Reproduce all of the records below, substituting "flower-shaped ornament" for every occurrence of "star-shaped decoration" and leaving everything else unchanged.

▶ **Segmentation annotation records**:
──────

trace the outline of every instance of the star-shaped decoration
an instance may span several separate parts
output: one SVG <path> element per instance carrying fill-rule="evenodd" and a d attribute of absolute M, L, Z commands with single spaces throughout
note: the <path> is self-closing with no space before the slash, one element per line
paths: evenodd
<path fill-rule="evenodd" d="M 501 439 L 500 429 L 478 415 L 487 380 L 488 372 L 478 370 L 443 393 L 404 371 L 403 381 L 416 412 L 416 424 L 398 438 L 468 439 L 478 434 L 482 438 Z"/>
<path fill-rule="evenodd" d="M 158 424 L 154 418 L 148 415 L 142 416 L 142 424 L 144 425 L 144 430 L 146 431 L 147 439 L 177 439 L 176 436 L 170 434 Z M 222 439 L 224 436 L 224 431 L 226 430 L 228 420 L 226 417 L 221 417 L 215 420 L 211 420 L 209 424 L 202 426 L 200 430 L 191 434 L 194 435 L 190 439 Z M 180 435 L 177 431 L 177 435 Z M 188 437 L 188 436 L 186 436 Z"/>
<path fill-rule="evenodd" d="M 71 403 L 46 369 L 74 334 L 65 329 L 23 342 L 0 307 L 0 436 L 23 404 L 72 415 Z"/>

──────

▶ **Task answer**:
trace the outline of every instance of the flower-shaped ornament
an instance may span several separate parts
output: one SVG <path> element per instance carrying fill-rule="evenodd" and a d attribute of absolute M, L, Z commands with single spaces throughout
note: the <path> is self-closing with no space before the slash, one element per line
paths: evenodd
<path fill-rule="evenodd" d="M 501 439 L 500 429 L 478 415 L 487 380 L 488 372 L 478 370 L 443 393 L 404 371 L 403 381 L 416 412 L 416 424 L 398 438 L 468 439 L 478 434 L 482 438 Z"/>
<path fill-rule="evenodd" d="M 158 424 L 154 418 L 148 415 L 142 416 L 142 424 L 144 425 L 144 430 L 146 431 L 147 439 L 177 439 L 176 436 L 170 434 Z M 222 439 L 224 436 L 224 431 L 226 430 L 228 420 L 226 417 L 221 417 L 215 420 L 211 420 L 209 424 L 202 426 L 200 430 L 191 434 L 194 435 L 190 439 Z M 180 435 L 177 431 L 177 435 Z M 188 437 L 188 436 L 186 436 Z"/>
<path fill-rule="evenodd" d="M 71 403 L 46 369 L 74 334 L 65 329 L 23 342 L 0 307 L 0 436 L 23 404 L 72 415 Z"/>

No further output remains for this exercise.